_WHAT THE EXERCISE ASKS:_
Give back the full material, exactly as it reads.

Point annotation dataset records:

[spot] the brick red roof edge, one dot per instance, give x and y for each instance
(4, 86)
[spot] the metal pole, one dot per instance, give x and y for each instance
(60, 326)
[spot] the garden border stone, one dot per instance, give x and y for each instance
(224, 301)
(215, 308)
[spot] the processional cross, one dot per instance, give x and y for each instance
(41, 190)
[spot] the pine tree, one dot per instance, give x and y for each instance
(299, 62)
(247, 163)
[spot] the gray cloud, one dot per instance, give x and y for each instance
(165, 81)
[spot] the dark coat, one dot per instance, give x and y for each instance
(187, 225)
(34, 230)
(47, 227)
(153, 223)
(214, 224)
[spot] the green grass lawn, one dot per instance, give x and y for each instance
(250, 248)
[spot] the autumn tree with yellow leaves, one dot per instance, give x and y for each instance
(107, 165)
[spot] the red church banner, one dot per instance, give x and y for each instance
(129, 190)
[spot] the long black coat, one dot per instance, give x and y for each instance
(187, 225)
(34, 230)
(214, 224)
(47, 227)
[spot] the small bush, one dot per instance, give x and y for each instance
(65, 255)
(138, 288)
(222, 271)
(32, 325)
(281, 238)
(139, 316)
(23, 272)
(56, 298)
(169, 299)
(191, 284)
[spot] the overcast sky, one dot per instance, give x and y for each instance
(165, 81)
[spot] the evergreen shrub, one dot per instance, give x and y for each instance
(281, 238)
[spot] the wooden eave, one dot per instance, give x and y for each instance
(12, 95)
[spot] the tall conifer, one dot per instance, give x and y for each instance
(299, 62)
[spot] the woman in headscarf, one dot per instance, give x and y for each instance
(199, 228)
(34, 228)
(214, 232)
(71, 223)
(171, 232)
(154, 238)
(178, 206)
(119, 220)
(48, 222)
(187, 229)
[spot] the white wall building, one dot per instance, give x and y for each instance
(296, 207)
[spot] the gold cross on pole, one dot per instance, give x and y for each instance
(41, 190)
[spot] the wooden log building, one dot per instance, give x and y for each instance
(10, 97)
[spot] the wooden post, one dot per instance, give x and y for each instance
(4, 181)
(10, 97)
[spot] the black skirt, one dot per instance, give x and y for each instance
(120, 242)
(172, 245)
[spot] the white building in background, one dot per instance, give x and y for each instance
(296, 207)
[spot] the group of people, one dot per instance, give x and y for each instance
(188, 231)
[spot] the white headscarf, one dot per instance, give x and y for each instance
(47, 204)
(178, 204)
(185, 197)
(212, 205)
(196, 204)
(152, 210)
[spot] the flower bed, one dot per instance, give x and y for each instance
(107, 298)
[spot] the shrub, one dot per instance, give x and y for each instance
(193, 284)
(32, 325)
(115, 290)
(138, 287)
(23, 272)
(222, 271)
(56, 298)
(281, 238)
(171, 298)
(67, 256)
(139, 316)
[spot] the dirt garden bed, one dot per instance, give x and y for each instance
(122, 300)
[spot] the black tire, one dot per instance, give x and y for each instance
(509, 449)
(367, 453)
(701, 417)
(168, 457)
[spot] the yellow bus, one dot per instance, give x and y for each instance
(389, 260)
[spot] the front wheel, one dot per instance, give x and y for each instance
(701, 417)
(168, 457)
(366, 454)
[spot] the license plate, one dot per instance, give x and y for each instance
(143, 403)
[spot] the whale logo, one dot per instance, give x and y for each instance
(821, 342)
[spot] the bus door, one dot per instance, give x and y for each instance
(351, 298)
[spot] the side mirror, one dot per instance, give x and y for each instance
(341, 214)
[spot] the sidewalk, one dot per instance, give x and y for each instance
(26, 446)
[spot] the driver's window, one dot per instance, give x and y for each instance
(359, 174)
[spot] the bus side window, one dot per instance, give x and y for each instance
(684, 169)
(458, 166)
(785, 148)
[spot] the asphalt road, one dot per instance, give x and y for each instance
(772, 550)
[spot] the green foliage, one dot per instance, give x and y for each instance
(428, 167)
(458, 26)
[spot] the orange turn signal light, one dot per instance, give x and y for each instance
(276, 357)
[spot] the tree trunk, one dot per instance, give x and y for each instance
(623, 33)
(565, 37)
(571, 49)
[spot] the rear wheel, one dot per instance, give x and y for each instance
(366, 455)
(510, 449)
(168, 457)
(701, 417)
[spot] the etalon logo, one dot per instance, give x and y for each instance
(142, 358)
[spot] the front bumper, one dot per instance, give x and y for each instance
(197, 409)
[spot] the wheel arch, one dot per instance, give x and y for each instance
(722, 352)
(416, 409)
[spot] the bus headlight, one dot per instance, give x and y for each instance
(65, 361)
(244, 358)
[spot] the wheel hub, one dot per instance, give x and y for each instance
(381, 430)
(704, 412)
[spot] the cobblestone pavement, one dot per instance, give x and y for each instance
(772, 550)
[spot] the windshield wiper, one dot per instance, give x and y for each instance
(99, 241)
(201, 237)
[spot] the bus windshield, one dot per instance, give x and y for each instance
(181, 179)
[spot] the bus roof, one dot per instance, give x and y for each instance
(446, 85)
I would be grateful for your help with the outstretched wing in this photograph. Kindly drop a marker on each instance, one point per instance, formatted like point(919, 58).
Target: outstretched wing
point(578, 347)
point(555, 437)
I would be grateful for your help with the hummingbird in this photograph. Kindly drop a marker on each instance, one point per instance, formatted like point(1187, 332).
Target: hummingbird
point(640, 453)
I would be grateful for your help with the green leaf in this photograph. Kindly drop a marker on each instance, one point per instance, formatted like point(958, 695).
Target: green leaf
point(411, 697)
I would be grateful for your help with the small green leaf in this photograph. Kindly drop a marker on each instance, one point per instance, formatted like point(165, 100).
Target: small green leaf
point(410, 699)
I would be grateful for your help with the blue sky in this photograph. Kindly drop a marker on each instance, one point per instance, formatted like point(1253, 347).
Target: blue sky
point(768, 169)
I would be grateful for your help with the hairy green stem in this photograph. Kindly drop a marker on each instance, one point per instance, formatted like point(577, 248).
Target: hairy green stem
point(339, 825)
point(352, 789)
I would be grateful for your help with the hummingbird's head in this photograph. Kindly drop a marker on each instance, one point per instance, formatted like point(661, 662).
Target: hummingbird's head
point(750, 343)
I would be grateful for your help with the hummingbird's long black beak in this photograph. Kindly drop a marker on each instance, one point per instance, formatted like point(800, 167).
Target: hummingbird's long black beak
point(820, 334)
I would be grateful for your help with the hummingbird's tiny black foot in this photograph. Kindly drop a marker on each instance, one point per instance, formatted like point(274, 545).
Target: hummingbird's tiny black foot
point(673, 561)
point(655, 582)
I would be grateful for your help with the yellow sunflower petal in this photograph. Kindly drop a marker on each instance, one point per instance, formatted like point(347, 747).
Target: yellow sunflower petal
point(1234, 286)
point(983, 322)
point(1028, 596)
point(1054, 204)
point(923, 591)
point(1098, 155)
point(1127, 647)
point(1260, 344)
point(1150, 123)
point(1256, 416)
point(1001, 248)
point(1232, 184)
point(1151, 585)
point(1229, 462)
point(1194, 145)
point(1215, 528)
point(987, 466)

_TASK RESULT:_
[spot] the brick red roof edge, one dot per instance, give x and y for each instance
(4, 86)
[spot] the metal pole, one dot per instance, give x and y for each instance
(60, 326)
[spot] the garden border stone, one dot per instance, give x and y for each instance
(224, 301)
(215, 308)
[spot] the processional cross, one dot per instance, give x and y for each instance
(41, 190)
[spot] the pine tree, one dot per instance, give x and y for each instance
(299, 62)
(247, 163)
[spot] the gray cloud, one dot per instance, give x and y for each instance
(165, 81)
[spot] the dark coat, one dot per instance, give x and y for each instance
(187, 225)
(34, 230)
(47, 227)
(153, 223)
(214, 224)
[spot] the green grass lawn, one dot per instance, give x and y for each instance
(250, 248)
[spot] the autumn tree with yellow leaves, one dot per instance, give x and y for each instance
(107, 165)
[spot] the red church banner, one dot per instance, give x and y for each instance
(129, 190)
[spot] the long black coat, one dot per instance, give x and y for each instance
(187, 225)
(34, 230)
(214, 224)
(47, 227)
[spot] the small bush, one dot per instance, give x and y for each instance
(65, 255)
(138, 288)
(222, 271)
(32, 325)
(281, 238)
(139, 316)
(23, 272)
(56, 298)
(169, 299)
(191, 284)
[spot] the overcast sky, one dot per instance, give x and y for each instance
(165, 81)
[spot] the evergreen shrub, one dot per instance, give x and y for each instance
(281, 238)
[spot] the wooden eave, one dot per instance, give x and y for each instance
(12, 95)
[spot] the tall conifer, one dot per instance, give x and y for each instance
(299, 62)
[spot] the woman in headscarf, one dot per instance, give x and y for each instance
(199, 228)
(34, 228)
(214, 232)
(71, 223)
(171, 232)
(154, 238)
(178, 206)
(119, 220)
(48, 222)
(187, 229)
[spot] the white wall building, one dot per instance, give x and y for each instance
(296, 207)
[spot] the gold cross on pole, one dot per instance, give x and y for each instance
(41, 190)
[spot] the wooden log building, one dot per instance, give x and y for each instance
(10, 97)
[spot] the wooden post, one dot per instance, give x and y for each instance
(4, 181)
(10, 97)
[spot] the black skirt, one dot per instance, give x and y for each instance
(120, 242)
(172, 245)
[spot] the white building in background, one dot per instance, give x and y for each instance
(296, 207)
[spot] the group of people, one dot per instance, give x and y for each instance
(188, 231)
[spot] the white headscarf, one dot per instance, give x and y for each instance
(47, 204)
(178, 204)
(185, 197)
(212, 205)
(196, 204)
(152, 210)
[spot] the flower bed, one dot per instance, give x and y for each instance
(107, 298)
[spot] the shrub, one dot per instance, give x and y for each instance
(193, 284)
(32, 325)
(115, 290)
(138, 287)
(23, 272)
(222, 271)
(56, 298)
(281, 238)
(171, 298)
(67, 256)
(139, 316)
[spot] the dirt garden bed, one dot per instance, give x and y for each instance
(122, 300)
[spot] the black tire, one dot per instance, give x and y for each instance
(509, 449)
(367, 453)
(701, 417)
(168, 457)
[spot] the yellow bus, one dot per instance, give x and y for each instance
(389, 260)
[spot] the front wheel, one dot per instance, give x and y for each instance
(701, 417)
(168, 457)
(366, 454)
[spot] the license plate, one dot per instance, give x and y for each instance
(143, 403)
[spot] the whale logo, one dot per instance, give x and y for each instance
(821, 342)
[spot] the bus door, one dot per instance, give x and y for each instance
(351, 298)
[spot] the side mirror, one dot per instance, give x and y for each instance
(341, 214)
[spot] the sidewalk, one dot per instance, give x and y for each instance
(26, 446)
[spot] the driver's window, one dot per instance, give x and y for each instance
(359, 174)
[spot] the bus side window, one dot per instance, give x and y for each instance
(684, 169)
(458, 166)
(785, 148)
[spot] the asphalt road, one dot per instance, give x and y for each instance
(772, 550)
[spot] the green foliage, one dot per instance, give x and y for each instance
(428, 167)
(458, 26)
[spot] the orange turn signal light, one dot per instance, give x and y for each instance
(276, 357)
[spot] the tree trunk, one dot per instance, give x and y for each instance
(623, 33)
(565, 37)
(571, 49)
[spot] the rear wheel, one dot per instance, give x and y for each instance
(366, 455)
(510, 449)
(168, 457)
(701, 417)
[spot] the etalon logo, one dot per instance, give x and y for each instance
(142, 358)
[spot] the front bumper, one dot per instance, give x and y for each instance
(197, 409)
[spot] the wheel arch, one dot per instance, give x and y for each instance
(722, 352)
(416, 409)
[spot] the bus headlight, one dot per instance, give x and y for each instance
(65, 361)
(244, 358)
[spot] the wheel hub, one dot per instance, give x and y for each instance
(381, 430)
(704, 412)
[spot] the cobblestone pavement, one dot per instance, give x and y for each instance
(772, 550)
[spot] the windshield wiper, one dot per instance, give x and y for each instance
(99, 241)
(201, 237)
[spot] the bus windshield, one dot per instance, give x and y for each instance
(181, 179)
[spot] the bus roof, one dot per instance, give x and y for each instance
(446, 85)
I would be grateful for your help with the outstretched wing in this photograph. Kindly drop a marker on each instance, one point per instance, formatted like point(919, 58).
Target: outstretched wing
point(578, 347)
point(555, 437)
I would be grateful for your help with the hummingbird in this photograph. Kindly drop a marker on each instance, one point per instance, formatted like point(1187, 332).
Target: hummingbird
point(640, 453)
I would be grateful for your help with the green leaf in this photograph. Kindly drop a marker on each instance, one point per instance, formatted like point(958, 695).
Target: green leaf
point(411, 697)
I would be grateful for your help with the small green leaf in this photograph. Kindly drop a marker on each instance, one point per instance, formatted like point(165, 100).
Target: small green leaf
point(410, 699)
I would be grateful for your help with the blue sky in this photograph. Kindly drop a marker on each instance, one point per instance, formatted like point(1253, 347).
Target: blue sky
point(768, 169)
I would be grateful for your help with the hairy green stem in this photograph. Kindly drop a marker on each instance, one point per instance, formatted like point(577, 248).
Target: hairy green stem
point(339, 825)
point(352, 789)
I would be grateful for your help with the hummingbird's head in this photograph. Kindly drop a marker on each instance, one point per instance, formatted like point(661, 662).
Target: hummingbird's head
point(750, 343)
I would be grateful for your help with the hummingbird's long black beak in this photograph. Kindly drop a marker on each instance, one point per instance, formatted like point(800, 167).
Target: hummingbird's long black beak
point(820, 334)
I would be grateful for your help with the hummingbird's tiny black foot in this photograph. Kindly drop a marker on each instance, one point per instance, formatted like point(274, 545).
Target: hummingbird's tiny black foot
point(673, 561)
point(655, 582)
I would be grateful for your help with the yellow sunflower petal in this photograph. Kindly drop a marker on each instance, one point per instance, formatted like point(347, 747).
Target: yellow sunflower petal
point(1234, 286)
point(983, 322)
point(1028, 596)
point(1054, 204)
point(923, 591)
point(1098, 155)
point(1127, 647)
point(1260, 344)
point(1150, 123)
point(1256, 416)
point(1001, 248)
point(1232, 184)
point(1151, 585)
point(1229, 462)
point(1194, 145)
point(1215, 528)
point(987, 466)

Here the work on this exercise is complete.